* Your task *
Reproduce the lines below verbatim, beginning with the line containing "Target: black smartphone" and ending with the line containing "336], [208, 340]]]", both included.

* Task inputs *
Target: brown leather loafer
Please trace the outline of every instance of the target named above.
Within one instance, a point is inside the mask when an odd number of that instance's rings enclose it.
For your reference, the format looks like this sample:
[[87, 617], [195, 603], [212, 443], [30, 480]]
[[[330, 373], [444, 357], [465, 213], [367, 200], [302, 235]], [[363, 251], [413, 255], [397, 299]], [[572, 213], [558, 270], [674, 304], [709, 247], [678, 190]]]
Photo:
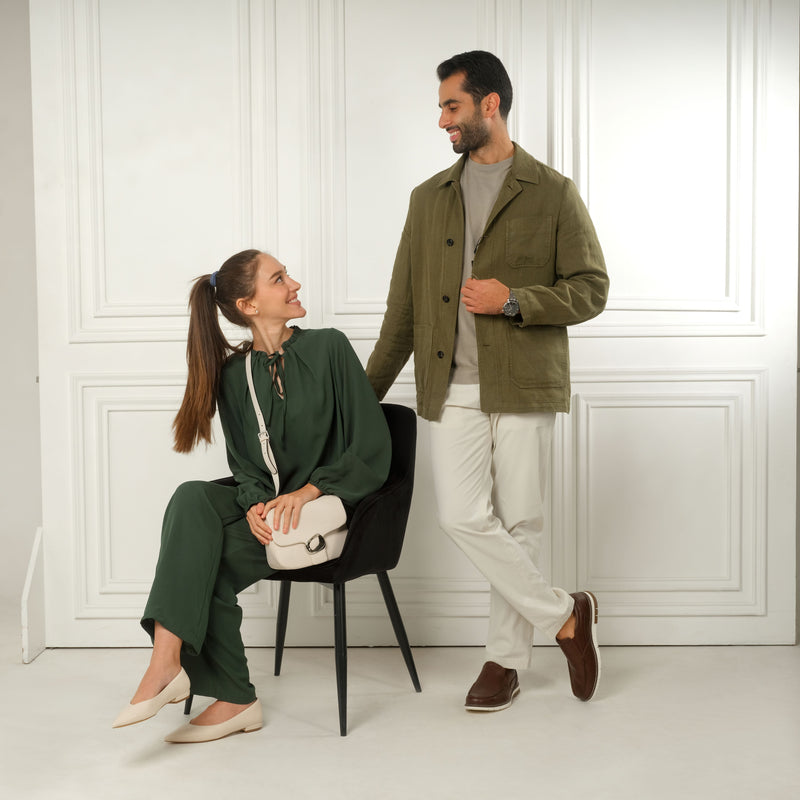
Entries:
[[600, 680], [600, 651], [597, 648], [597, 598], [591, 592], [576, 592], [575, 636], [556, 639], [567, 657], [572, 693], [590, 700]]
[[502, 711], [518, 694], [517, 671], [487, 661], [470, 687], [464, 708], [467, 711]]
--
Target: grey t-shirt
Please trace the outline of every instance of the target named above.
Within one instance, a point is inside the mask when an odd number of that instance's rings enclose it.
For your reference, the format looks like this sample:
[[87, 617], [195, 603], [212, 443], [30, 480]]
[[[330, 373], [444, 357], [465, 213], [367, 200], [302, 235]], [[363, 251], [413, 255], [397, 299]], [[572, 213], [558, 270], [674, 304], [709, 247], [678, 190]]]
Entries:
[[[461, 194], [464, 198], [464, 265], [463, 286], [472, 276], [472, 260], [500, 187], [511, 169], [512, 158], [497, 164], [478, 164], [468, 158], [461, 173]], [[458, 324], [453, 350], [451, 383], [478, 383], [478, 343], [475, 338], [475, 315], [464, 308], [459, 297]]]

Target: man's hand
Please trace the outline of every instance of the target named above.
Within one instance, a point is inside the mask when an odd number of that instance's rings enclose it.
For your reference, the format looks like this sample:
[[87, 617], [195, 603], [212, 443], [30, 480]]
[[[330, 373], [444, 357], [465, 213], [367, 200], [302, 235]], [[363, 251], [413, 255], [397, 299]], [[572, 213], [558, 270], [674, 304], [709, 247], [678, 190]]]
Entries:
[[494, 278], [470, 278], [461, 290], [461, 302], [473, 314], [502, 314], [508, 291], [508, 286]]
==
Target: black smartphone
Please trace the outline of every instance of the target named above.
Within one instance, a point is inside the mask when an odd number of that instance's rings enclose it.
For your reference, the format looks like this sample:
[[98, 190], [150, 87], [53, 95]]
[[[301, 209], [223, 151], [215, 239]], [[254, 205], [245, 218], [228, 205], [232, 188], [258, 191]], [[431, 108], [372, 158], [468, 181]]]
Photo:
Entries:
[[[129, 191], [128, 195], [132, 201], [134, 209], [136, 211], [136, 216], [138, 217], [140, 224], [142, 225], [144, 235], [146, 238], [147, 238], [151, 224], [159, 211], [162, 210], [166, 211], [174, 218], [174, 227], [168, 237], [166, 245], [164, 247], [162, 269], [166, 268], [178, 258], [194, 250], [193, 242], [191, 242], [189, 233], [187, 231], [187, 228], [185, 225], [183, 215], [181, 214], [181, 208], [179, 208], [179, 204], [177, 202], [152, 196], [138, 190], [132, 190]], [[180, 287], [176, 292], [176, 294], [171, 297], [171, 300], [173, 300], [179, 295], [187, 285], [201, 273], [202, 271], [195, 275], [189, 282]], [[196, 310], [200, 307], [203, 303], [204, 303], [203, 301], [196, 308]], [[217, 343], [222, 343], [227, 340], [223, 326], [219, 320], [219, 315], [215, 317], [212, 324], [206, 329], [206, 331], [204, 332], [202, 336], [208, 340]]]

* Response below *
Target: black smartphone
Please trace the outline of every instance of the target named above.
Within one instance, a point is inside the mask when an odd number of that instance's rings enclose it.
For your reference, the format looks like this sample:
[[98, 190], [150, 87], [53, 95]]
[[[301, 209], [223, 151], [215, 239]], [[254, 205], [245, 218], [228, 205], [232, 188], [258, 191]], [[431, 108], [372, 158], [468, 181]]]
Photo:
Entries:
[[[129, 191], [128, 195], [132, 201], [134, 209], [136, 211], [136, 216], [138, 217], [140, 224], [142, 225], [144, 235], [146, 238], [147, 238], [151, 224], [159, 211], [162, 210], [166, 211], [174, 218], [174, 227], [168, 237], [166, 245], [164, 247], [162, 269], [166, 268], [178, 258], [194, 250], [193, 242], [191, 242], [189, 233], [187, 231], [187, 228], [185, 225], [183, 215], [181, 214], [181, 208], [179, 208], [179, 204], [177, 202], [152, 196], [138, 190], [132, 190]], [[180, 287], [176, 292], [176, 294], [171, 297], [171, 300], [173, 300], [179, 295], [187, 285], [201, 273], [202, 271], [195, 275], [189, 282]], [[196, 310], [200, 307], [203, 303], [204, 303], [203, 301], [196, 308]], [[217, 343], [222, 343], [227, 340], [223, 326], [219, 320], [219, 315], [215, 317], [212, 324], [206, 329], [206, 331], [204, 332], [202, 336], [208, 340]]]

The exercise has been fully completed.